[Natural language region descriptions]
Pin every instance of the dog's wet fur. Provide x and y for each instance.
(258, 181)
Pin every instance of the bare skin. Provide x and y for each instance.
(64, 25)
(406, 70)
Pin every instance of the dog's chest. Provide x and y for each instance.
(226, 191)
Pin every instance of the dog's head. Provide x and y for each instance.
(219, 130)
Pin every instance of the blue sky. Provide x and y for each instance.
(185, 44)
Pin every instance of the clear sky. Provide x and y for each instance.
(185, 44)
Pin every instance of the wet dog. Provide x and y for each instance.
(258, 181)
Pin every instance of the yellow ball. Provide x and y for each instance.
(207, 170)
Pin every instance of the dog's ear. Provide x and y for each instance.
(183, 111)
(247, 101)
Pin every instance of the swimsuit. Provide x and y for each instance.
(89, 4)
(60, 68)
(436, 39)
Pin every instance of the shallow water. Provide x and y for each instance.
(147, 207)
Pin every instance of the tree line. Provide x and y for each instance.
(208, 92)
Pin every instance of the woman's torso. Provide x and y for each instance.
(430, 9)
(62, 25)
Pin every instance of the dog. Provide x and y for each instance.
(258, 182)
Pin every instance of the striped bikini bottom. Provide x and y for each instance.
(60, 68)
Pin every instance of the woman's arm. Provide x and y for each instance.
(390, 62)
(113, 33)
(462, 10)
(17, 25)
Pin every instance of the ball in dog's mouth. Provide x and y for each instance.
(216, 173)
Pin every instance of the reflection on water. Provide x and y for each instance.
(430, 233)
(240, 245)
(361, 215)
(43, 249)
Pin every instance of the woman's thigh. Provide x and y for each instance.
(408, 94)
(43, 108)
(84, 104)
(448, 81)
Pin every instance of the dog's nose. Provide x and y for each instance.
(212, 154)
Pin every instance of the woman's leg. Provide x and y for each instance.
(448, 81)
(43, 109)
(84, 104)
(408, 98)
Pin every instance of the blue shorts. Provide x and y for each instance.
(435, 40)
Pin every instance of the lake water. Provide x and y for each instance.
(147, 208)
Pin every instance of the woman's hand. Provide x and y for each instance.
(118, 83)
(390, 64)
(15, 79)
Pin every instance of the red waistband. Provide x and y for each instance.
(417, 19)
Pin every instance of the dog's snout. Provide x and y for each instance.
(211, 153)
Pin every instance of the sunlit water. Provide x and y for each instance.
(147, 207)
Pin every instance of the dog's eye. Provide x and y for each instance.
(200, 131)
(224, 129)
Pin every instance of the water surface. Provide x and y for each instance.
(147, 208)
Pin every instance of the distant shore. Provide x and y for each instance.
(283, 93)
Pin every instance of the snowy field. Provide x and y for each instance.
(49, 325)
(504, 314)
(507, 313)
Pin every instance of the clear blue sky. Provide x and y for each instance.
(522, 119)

» **What is being asked**
Down to the last line, return the data above exactly.

» **Response for this exercise**
Pin every instance of the dog's wet fur. Provide x and y for each instance.
(258, 181)
Pin every instance of the bare skin. Provide x and y for each instance.
(64, 25)
(406, 70)
Pin every instance of the dog's chest. Provide x and y for each instance.
(226, 191)
Pin every instance of the dog's head. Provide x and y for each instance.
(219, 130)
Pin every instance of the blue sky. Provide x and y for each instance.
(185, 44)
Pin every instance of the clear sky. Provide x and y for each instance.
(185, 44)
Pin every instance of the wet dog. Provide x and y for each instance.
(258, 181)
Pin every instance of the yellow ball. Provide x and y for each instance.
(207, 170)
Pin every instance of the dog's ear. Provide x and y for each instance.
(183, 111)
(247, 101)
Pin every instance of the swimsuit. Provide x and y for each instance.
(89, 4)
(60, 68)
(436, 39)
Pin every instance of the shallow water. Provide x and y for each instance.
(147, 207)
Pin every instance of the tree line. Provide x and y for each instance.
(208, 92)
Pin every instance of the woman's torso. Provide x and y for each instance.
(430, 9)
(62, 25)
Pin every instance of the dog. Provide x and y for each instance.
(258, 182)
Pin every instance of the striped bikini bottom. Provide x and y for each instance.
(60, 68)
Pin every instance of the woman's arm. Provide x and y for each instance.
(390, 62)
(113, 33)
(462, 10)
(17, 25)
Pin every instance of the ball in dog's mouth. Provide x and y for each instance.
(216, 173)
Pin every instance of the reflection on water. Provide x and y for each instance.
(430, 233)
(240, 245)
(361, 215)
(43, 249)
Pin every instance of the woman's thigh. Provide x and y for each instance.
(408, 94)
(43, 108)
(84, 104)
(448, 81)
Pin every instance of the dog's nose. Provide x and y for each instance.
(212, 154)
Pin every instance of the woman's leg. Provide x and y for each instance.
(448, 81)
(43, 109)
(84, 104)
(408, 98)
Pin every instance of the blue shorts. Provide x and y for each instance.
(435, 40)
Pin every instance of the lake water. Provide x and y for each instance.
(147, 208)
Pin every instance of the woman's hand. Provide x and y for each instance.
(118, 83)
(390, 64)
(15, 79)
Pin every instance of the red waistband. Provide x and y for each instance.
(417, 19)
Pin every instance of the dog's snout. Provide x and y for each instance.
(211, 153)
Pin every instance of the sunlit water. Provide x and y for each instance.
(147, 207)
Pin every instance of the dog's eye. Provide x and y for each instance.
(200, 131)
(224, 129)
Pin every instance of the water surface. Provide x and y for each instance.
(147, 208)
Pin every instance of the distant shore. Provide x and y for each instance.
(283, 93)
Pin every instance of the snowy field. Provide x and y for each instance.
(49, 325)
(504, 314)
(507, 313)
Pin every instance of the clear blue sky. Provide x and y for each instance.
(522, 119)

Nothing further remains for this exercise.